TASK BRIEF → Retype the listing lines from the one containing "Can you find the white" up to and including the one containing "Can you find the purple", keeping each line identical to the original.

RECORDS PROVIDED →
begin

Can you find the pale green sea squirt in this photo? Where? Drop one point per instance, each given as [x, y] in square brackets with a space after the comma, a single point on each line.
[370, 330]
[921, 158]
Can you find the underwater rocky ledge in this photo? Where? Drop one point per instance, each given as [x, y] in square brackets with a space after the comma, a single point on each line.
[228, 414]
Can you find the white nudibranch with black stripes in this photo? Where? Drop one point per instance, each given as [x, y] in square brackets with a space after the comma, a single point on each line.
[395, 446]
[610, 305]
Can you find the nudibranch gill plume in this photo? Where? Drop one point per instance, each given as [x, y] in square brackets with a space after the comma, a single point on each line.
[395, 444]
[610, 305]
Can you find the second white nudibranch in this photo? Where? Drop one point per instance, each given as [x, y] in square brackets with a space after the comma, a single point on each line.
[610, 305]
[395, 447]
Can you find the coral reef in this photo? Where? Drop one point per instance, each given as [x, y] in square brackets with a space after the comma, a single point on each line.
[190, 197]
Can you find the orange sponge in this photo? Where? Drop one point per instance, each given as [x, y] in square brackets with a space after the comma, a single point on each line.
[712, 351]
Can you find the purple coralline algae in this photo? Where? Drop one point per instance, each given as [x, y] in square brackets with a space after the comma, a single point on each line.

end
begin

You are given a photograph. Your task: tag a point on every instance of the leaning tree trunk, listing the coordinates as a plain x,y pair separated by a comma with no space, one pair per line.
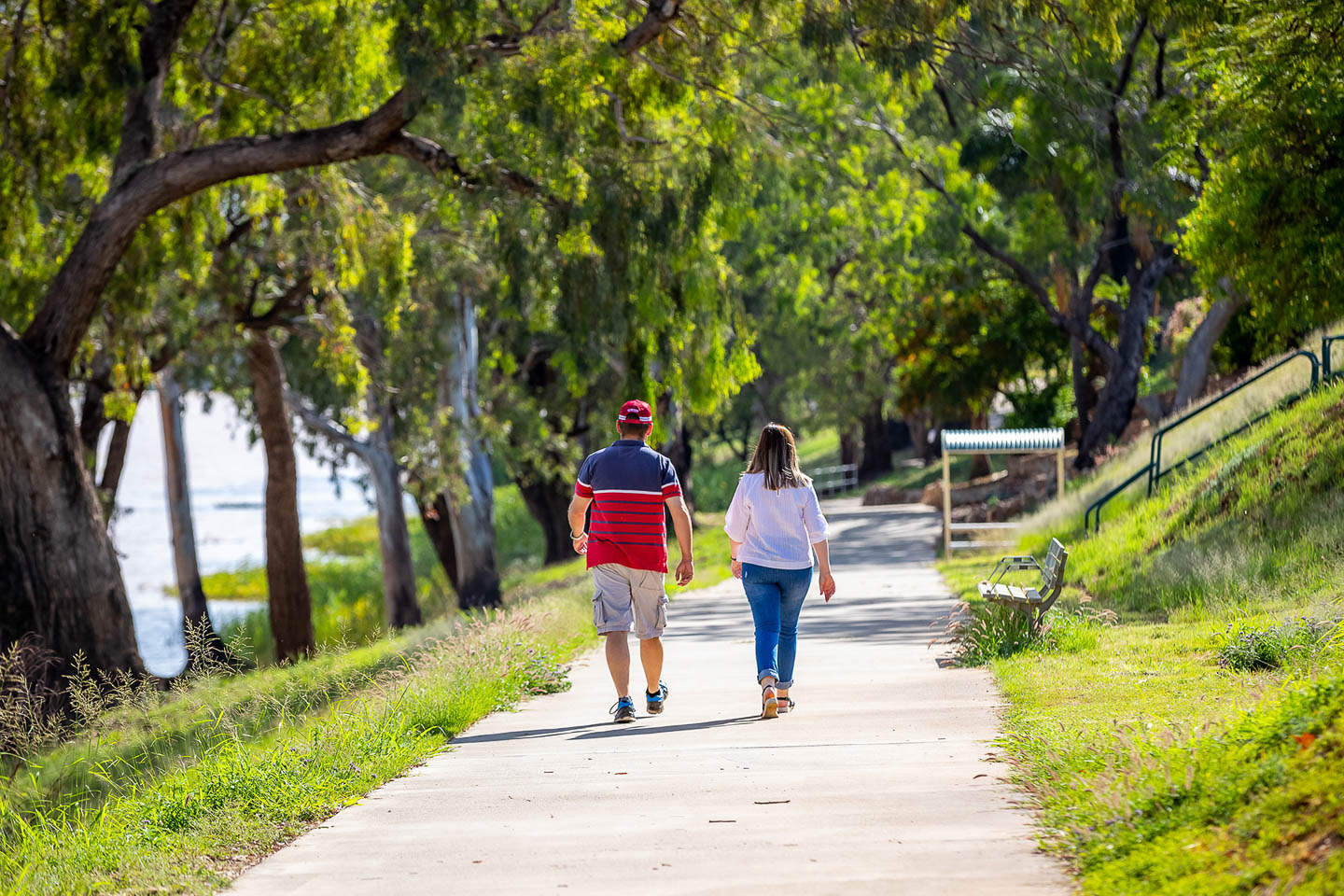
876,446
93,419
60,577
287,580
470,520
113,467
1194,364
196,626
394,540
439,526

end
begin

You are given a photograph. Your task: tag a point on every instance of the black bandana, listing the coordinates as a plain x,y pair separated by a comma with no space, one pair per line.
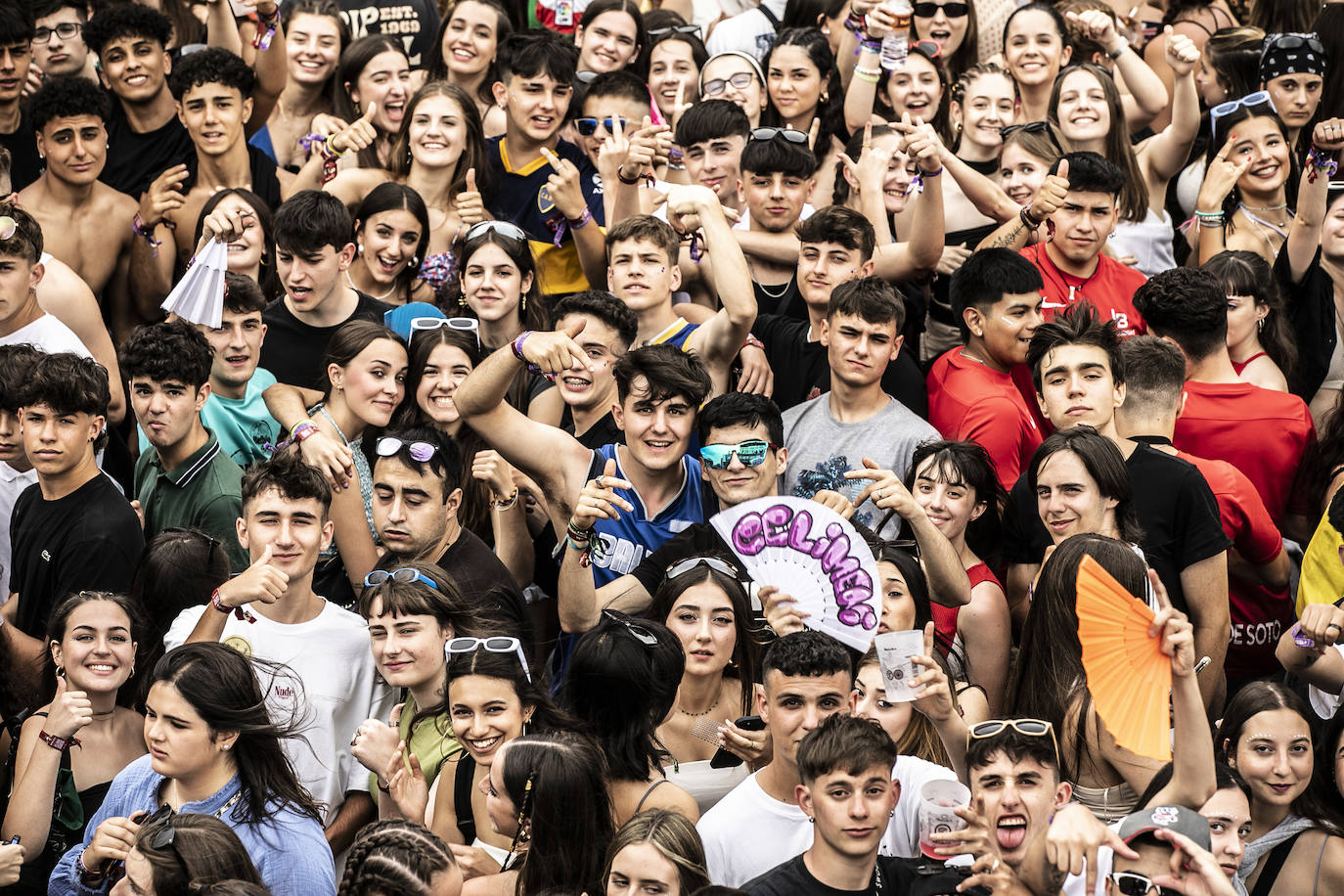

end

FULL RESPONSE →
Can you find the white nudibranch with black stripes in this photo? Where? Drop one point per instance, each given as [x, y] in square brackets with a space after the comma, a single point on each line.
[395, 446]
[610, 305]
Can you find the nudibranch gill plume in this photo? Where? Drop one point per instance, each given as [x, y] in square brackets with a space after the comma, a single point on each line.
[395, 444]
[610, 305]
Can you find the second white nudibranch in this photo? Where? Drop one point per instance, each given as [x, y] in square brackets with a space after the comma, a single point on each line.
[610, 305]
[395, 447]
Can you find the coral reef in this photo? Where? Drop one point per instance, each given as [x, y] in square brackets with a space after the comma, a single point on each line.
[190, 197]
Can you find the orange sponge in this photo? Where? Drop one point per instance, each given as [x, y] in square brackets with a space after the comma, a single point on each line.
[712, 351]
Can you find the purple coralline algae in this photo? Where? Drop one point per instance, each given as [x, y] in square brackets with a space after the comma, a single point on each line.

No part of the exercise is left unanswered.